FREE To An Extent : A Look At The Lives Of Freed Nothern Blacks In Colonial America - History - Research Paper

2586 words - 11 pages

America’s colonial period was an interesting and introspective period for African
Americans. While still contained by the shackles of slavery, they still managed to be outspoken
out their circumstances and the living conditions in which they were subject to. Their ability to
express their ideas, however, was stifled by the geographical location they lived in. African
Americans who lived in the South were still shackled by the oppressive regulations of the slavery
system put into place decades before, and while slavery was not legal in the Northern regions of
The United States, they still faced forms of discrimination regulated more by societal standard
then legal oppressive regulations. The lives of freed blacks and enslaved blacks drastically
differed in many ways during the colonial period, but in some ways still were parallel. Northern
Blacks faced blatant and indiscernible racism during this time period, and many of the societal
hurdles and snares had and still have lasting effects on African Americans today.
Free Northern black’s ad many societal advantages over their southern counterparts,
having many allowances and opportunities that would have never been afforded to an enslaved
human. “Although their lives were circumscribed by numerous discriminatory laws even in the
colonial period, freed African Americans, especially in the North, were active participants in
American society. Black men enlisted as soldiers and fought in the American Revolution (
though many fought on the side of the British). Some owned land, homes, businesses, and paid
taxes. In some Northern cities, for brief periods of time, black property owners voted. A very
small number of free blacks owned slaves. The slaves that most free blacks purchased were
relatives whom they later manumitted. A few free blacks also owned slave holding plantations in
Louisiana, Virginia, and South Carolina.”1
The Progression of life for this group was due to the fact that slavery had not hindered
their societal progression or state of living. African American’s in the North were not affected by
the yolk of slavery, but they still faced the same discrimination of their southern brethren, if only
to a less severe and blatant level, “Freed blacks in the north were assumed to be better off, but
what is commonly unknown, they were discriminated against as much as blacks in the lower and
upper south. They too didn’t have full rights, nor could they own land in some parts and on very
rare occasions they could possibly try a case against someone. Rarely was this person white.

####################

• Exercises:
1 - Answer these questions using the paper on freed Northern Blacks in colonial America:
(a) According to the opening paragraph, what stifled African Americans' ability to express their ideas?
(b) Who were the slaves that most free blacks purchased, and what did they later do with them?
(c) In which three places did a few free blacks own slave-holding plantations?
2 - Carry on the paper on freed Northern Blacks in colonial America, picking up right after its final sentence.

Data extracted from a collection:
####################

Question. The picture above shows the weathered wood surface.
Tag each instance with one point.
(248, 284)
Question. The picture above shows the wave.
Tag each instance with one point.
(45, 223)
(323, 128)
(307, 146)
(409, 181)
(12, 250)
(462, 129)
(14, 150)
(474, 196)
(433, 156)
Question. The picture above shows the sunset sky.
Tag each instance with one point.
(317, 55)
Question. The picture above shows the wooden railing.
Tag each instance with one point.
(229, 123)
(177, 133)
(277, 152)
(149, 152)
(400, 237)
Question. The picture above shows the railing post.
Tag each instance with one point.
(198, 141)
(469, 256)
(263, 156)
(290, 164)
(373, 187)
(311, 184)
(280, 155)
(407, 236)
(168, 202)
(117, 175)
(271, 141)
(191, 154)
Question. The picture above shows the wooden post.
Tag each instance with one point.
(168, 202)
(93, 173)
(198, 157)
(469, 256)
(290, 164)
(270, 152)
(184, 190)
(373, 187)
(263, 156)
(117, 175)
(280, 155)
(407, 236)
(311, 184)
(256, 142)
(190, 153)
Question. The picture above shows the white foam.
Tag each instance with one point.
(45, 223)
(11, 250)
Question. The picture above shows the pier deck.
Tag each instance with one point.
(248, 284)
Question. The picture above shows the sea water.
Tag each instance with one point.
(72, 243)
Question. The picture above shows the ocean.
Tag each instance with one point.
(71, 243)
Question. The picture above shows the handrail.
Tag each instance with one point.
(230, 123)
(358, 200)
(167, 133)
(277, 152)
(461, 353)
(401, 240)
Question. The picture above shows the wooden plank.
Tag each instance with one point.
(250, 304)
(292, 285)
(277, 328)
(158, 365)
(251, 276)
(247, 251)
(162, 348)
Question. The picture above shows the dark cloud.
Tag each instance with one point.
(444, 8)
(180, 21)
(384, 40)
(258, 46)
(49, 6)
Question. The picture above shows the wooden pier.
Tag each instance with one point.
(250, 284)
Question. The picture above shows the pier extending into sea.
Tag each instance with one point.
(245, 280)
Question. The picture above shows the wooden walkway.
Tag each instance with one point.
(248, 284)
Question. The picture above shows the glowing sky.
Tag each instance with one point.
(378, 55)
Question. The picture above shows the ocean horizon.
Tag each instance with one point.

####################

• Responses to the tasks:
1 -
(a) The geographical location they lived in.
(b) They were relatives, whom the free blacks later manumitted.
(c) Louisiana, Virginia, and South Carolina.

2 -
The north was partially free it varied from state to state what rights they had and did not. It is a
misconception to believe that freemen in the north were equal to whites. Many northern whites
were just as prejudice towards them as southerners were. ”2
This system of oppression was one of the precursors for the societal and systematic
racism still seen in felt in today’s American society. African Americans were discriminated
against in some of the main states that had fought for freedom of oppression from the crown, and
in the period of colonial construction, the hypocrisy of discrimination seen in these territories
towards free blacks was so blatant, yet it was ignored for the most part in mainstream society. In
the city where our constitution was written, Northern African Americans faced adversity and
discrimination despite the fact that they were free citizens of the newly formed United States
“Pennsylvania colony's Act for the better Regulation of Negroes set penalties for free blacks who
harbored runaway slaves or received property stolen from masters that were potentially much
1 Hine,D., Hine,W.,and Harold,S., "African American Odyssey," 144, 146, 154, 314.
2 Ibid.
higher than those applied to whites. If the considerable fines could not be paid, the justices had
the power to order a free black person put into servitude. Under other provisions of the act, free
Negroes who married whites were to be sold into slavery for life; for mere fornication or adultery
involving blacks and whites, the penalty for the black person was to be sold as a servant for
seven years. Whites in such cases faced different or lighter punishment."3 Blacks faced injustices
based not only on the overt racial tension of the country, but on the preconceived notions and
ideas of the racist majority in America, especially in terms of how they would affect the
industrial and geological standards of the North.
Blacks in the north were often discriminated against when it came to migration and
establishing homestead in many Northern societies. The ideas that blacks would lower the
property values of certain areas, and take the job opportunities from whites in those areas, led to
legislative action that would hinder blacks from migrating to certain areas. “The Northern states
busied themselves in passing laws to make sure no more blacks moved within their boundaries.
These were not elitist actions. The pressure for total exclusion came from the working class
whites, struggling for a little bargaining power with the shop-owners and fearful of inexpensive
black competition that could drive down wages. New Jersey in 1786 had prohibited blacks from
entering the state to settle, because "sound public policy requires that importation be prohibited
in order that white labor may be protected."4
Even in the state of Connecticut, the same state where Harriet Beacher Stowe’s Uncle
Tom’s Cabin, the heart-wrenching tome about the horrors of black oppression in the south, black
oppression and ill-intended legislation was exhibited. “Connecticut’s legislature, making the
3 Greene, L., "The Negro in Colonial America."
4 Hine, D., Hine, W., and Harold, S., "The African American Odyssey," 144, 146, 154, 314.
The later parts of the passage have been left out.